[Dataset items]
* START *
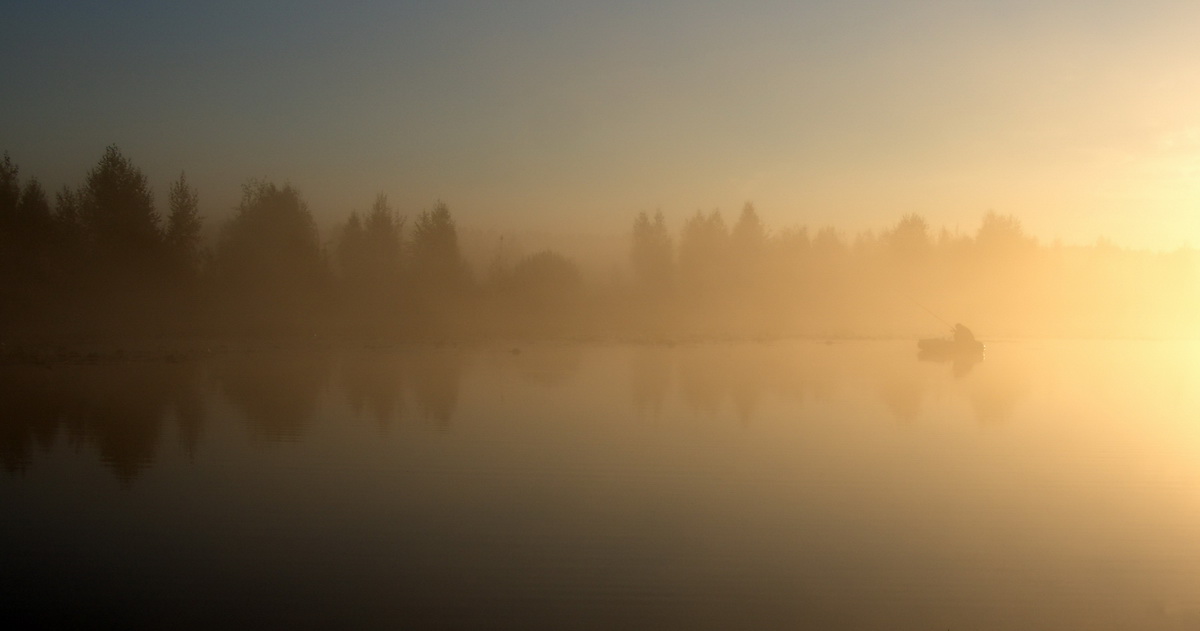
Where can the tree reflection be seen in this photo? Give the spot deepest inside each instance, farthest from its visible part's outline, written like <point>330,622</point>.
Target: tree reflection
<point>651,379</point>
<point>373,382</point>
<point>436,373</point>
<point>549,366</point>
<point>276,391</point>
<point>119,407</point>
* END *
* [Goal]: Could you copy out the material above word for word, leaving out the pictures?

* [Final answer]:
Where can the tree reflection be seen in this photo? Give the spot deepest inside each instance, farthest from its visible part's outline, written like <point>330,622</point>.
Target: tree reflection
<point>651,379</point>
<point>373,382</point>
<point>436,373</point>
<point>549,366</point>
<point>276,391</point>
<point>119,407</point>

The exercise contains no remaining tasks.